> _Page excerpt_
New Zealand Rugby still backs Sanzaar despite SA exit
Saru to pull its four teams out of cross-border franchise competition and seeks to align with Europe’s PRO14
Wellington — New Zealand Rugby (NZR) continued to insist on Wednesday that the Sanzaar alliance governing southern hemisphere rugby was still healthy even after SA ditched the Super Rugby tournament after 25 years and fired a farewell shot blaming their colleagues in Wellington.
The SA Rugby Union (Saru) said on Tuesday it had voted to pull its four teams out of the cross-border franchise competition and would look to align with Europe’s PRO14.
That decision came just hours after Rugby Australia chairman Hamish McLennan said their relationship with New Zealand Rugby was at its “lowest ebb” as the two bodies traded barbs over the future of the game.
“I think we are working in extraordinary times with extraordinary pressure. We think there is a great future with Sanzaar,” New Zealand Rugby CEO Mark Robinson told reporters on a conference call on Wednesday.
“We know there are challenges. We know there are tensions. But ultimately we all believe in a common goal around Rugby Championship.”
The world champion Springboks are still expected to play in the Rugby Championship, which also includes the national teams from New Zealand, Australia and Argentina.
Saru’s decision to walk away from Super Rugby had long been expected with reports periodically surfacing over the past decade, even if officials kept denying that they were interested in aligning with Europe.

> _Data provided_
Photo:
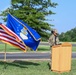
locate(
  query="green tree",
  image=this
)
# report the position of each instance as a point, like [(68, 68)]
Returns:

> _Problem_
Extract from the Super Rugby article everything from "New Zealand Rugby still" down to "with Europe’s PRO14.", copying it word for word.

> _Answer to this problem_
New Zealand Rugby still backs Sanzaar despite SA exit
Saru to pull its four teams out of cross-border franchise competition and seeks to align with Europe’s PRO14
Wellington — New Zealand Rugby (NZR) continued to insist on Wednesday that the Sanzaar alliance governing southern hemisphere rugby was still healthy even after SA ditched the Super Rugby tournament after 25 years and fired a farewell shot blaming their colleagues in Wellington.
The SA Rugby Union (Saru) said on Tuesday it had voted to pull its four teams out of the cross-border franchise competition and would look to align with Europe’s PRO14.